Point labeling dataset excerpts
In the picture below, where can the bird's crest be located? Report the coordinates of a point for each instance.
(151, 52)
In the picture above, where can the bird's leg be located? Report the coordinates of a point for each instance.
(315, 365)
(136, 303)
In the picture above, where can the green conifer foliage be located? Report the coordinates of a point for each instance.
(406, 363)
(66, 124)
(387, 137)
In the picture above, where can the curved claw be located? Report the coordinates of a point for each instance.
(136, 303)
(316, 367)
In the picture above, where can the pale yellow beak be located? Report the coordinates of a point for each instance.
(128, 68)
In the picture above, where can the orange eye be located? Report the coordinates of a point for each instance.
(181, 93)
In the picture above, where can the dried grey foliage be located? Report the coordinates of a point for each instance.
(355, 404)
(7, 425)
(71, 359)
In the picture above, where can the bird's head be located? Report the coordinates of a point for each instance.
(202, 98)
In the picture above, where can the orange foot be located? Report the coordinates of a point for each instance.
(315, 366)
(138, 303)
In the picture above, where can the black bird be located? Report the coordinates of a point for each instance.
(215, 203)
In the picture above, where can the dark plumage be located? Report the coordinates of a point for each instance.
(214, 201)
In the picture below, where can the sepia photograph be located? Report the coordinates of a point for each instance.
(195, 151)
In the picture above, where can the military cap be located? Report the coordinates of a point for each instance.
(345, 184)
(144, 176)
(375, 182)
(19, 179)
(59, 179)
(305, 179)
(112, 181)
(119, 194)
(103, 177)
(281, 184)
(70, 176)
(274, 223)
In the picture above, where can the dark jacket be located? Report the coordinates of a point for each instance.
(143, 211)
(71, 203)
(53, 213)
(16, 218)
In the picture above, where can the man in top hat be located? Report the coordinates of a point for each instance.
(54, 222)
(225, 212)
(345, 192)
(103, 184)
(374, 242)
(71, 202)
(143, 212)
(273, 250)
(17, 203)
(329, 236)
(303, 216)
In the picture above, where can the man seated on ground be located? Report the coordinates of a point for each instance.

Aim of the task
Extract the whole listing, character for character.

Answer below
In the picture below, where can the bird's crest be located? Report the coordinates of a point for each instance.
(151, 52)
In the picture above, where can the bird's leg be located? Report the coordinates of a point for each instance.
(315, 365)
(136, 303)
In the picture above, where can the green conifer foliage be located? Report the coordinates of a point for each instance.
(406, 363)
(66, 124)
(387, 137)
In the picture above, where can the curved claw be located? Report the coordinates of a point for each instance.
(136, 303)
(316, 367)
In the picture above, where can the pale yellow beak be located? Report the coordinates of a point for each instance.
(128, 68)
In the picture above, where can the orange eye be located? Report the coordinates of a point for each instance.
(181, 93)
In the picture above, where can the dried grey foliage be located? Report the coordinates of a point for each instance.
(355, 404)
(7, 425)
(71, 359)
In the picture above, where can the bird's head be located? Report the coordinates of a point for each instance.
(202, 98)
In the picture above, where can the orange foot be located? Report the coordinates of a point for each instance.
(315, 366)
(138, 303)
In the picture above, where can the black bird be located? Report the coordinates of a point for each instance.
(215, 203)
In the picture above, where can the dark plumage be located? Report the coordinates of a point for each instance.
(214, 201)
In the picture below, where can the sepia photograph be located? Report the coordinates of a point for each instance.
(195, 151)
In the picture above, where can the military cap be located? Report the coordinates of a point for each instance.
(345, 184)
(144, 176)
(375, 182)
(19, 179)
(59, 179)
(305, 179)
(112, 181)
(119, 194)
(103, 177)
(281, 184)
(70, 176)
(274, 223)
In the picture above, where can the dark jacket be located? Report the coordinates of a point for each instance.
(143, 211)
(71, 203)
(53, 213)
(16, 218)
In the picture above, where can the man in top hat be located? Report the coordinates of a point for each instance.
(54, 222)
(225, 212)
(345, 192)
(103, 184)
(374, 242)
(71, 202)
(143, 212)
(273, 250)
(17, 203)
(329, 236)
(303, 216)
In the picture above, where can the man seated on ground be located? Report the coordinates of a point for each instance.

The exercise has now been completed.